● **Extract provided**:
We desperately need to focus attention on the health of the sector as a whole. Our college and university leaders need to reclaim the tradition of Charles Eliot, who simultaneously built Harvard while also trying to advance all American higher education. With their brands secure, Harvard and its peer institutions are in a strong position to take on this challenge.

What might this mean in practice? One step will involve creating relationships and alliances with leaders from a wide variety of institutions to both understand their different concerns and to explore areas of common purpose. For a new era of cooperation in and renewal of higher education to succeed, it must be based on broad engagement and equal involvement of all kinds of institutions.

Another step will involve revitalizing higher education associations or creating new organizations, so we have effective instruments for collective inquiry and action. Although professional associations representing parts of higher education exist, they have limited influence over public policy or institutional behavior. Eliot saw these kinds of organizations as key to his reform agenda and took leadership roles in several. Leaders of our strongest universities need to do the same if we are going to be able to identify and implement solutions to sector-wide problems. In addition, wealthy institutions have lobbyists and alumni communities who are activated to support their institutions’ interests. They should also be mobilized to support policies that strengthen public higher education and the broader sector, such as funding increases; to oppose legislation that places inappropriate restrictions on institutions, such as bills forbidding the teaching of “critical race theory”; and to challenge accountability measures that impose too limited understanding of the aims of higher education.

● **What is being asked**: Reproduce part of the passage on higher education, starting at the words "We desperately need" and ending after "on this challenge.". The records below the text play no part in this exercise.

● **Extracted records**:

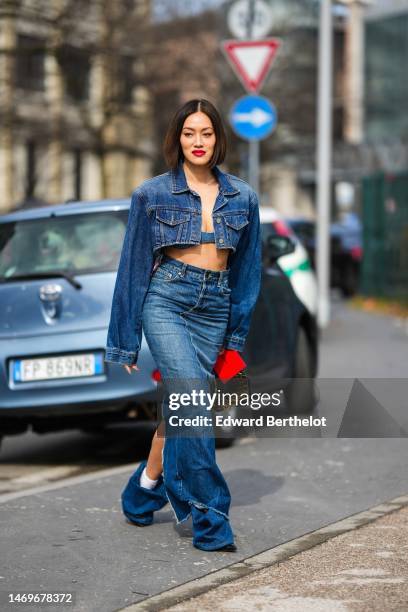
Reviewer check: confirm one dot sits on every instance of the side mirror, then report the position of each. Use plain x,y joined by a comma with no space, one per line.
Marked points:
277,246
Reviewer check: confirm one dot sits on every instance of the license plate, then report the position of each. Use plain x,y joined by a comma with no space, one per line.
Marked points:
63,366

---

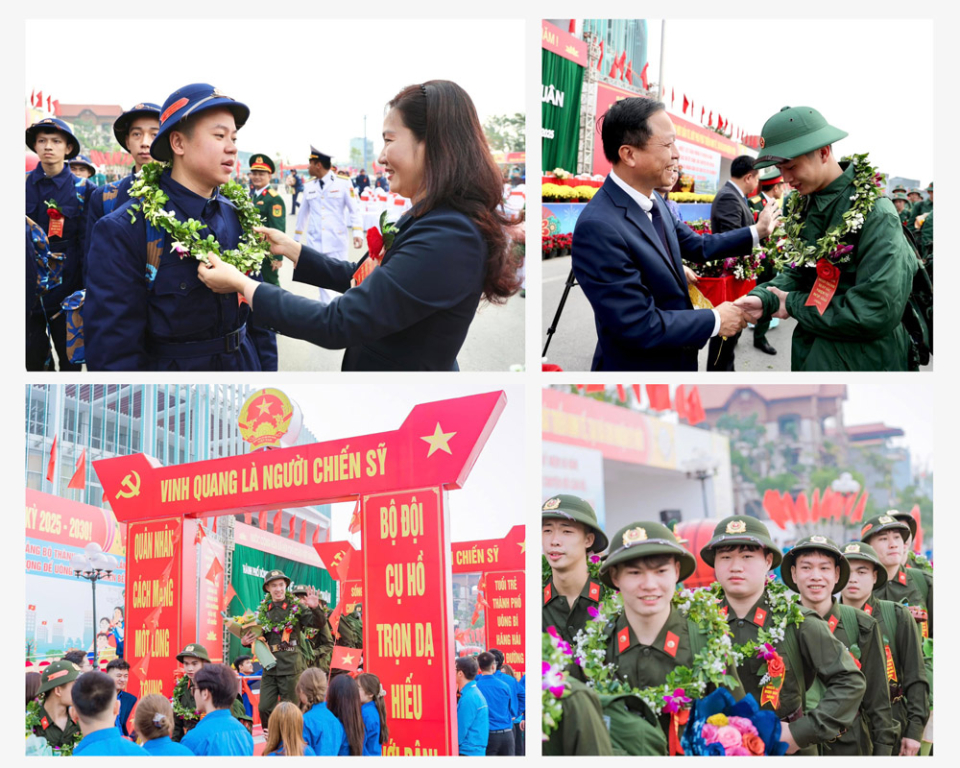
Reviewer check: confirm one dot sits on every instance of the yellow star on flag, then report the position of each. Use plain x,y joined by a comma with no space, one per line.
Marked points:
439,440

* * *

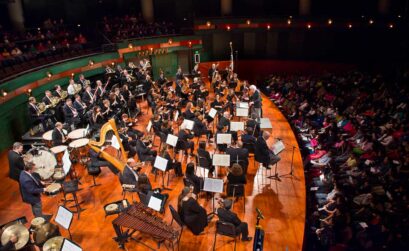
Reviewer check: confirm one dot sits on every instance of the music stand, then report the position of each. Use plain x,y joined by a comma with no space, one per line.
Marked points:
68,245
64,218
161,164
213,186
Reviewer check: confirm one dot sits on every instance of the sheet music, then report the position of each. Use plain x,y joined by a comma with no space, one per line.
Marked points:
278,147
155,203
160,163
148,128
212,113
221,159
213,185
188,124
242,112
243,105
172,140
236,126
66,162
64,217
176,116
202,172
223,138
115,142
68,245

● **Exercise response**:
We desperately need to focus attention on the health of the sector as a whole. Our college and university leaders need to reclaim the tradition of Charles Eliot, who simultaneously built Harvard while also trying to advance all American higher education. With their brands secure, Harvard and its peer institutions are in a strong position to take on this challenge.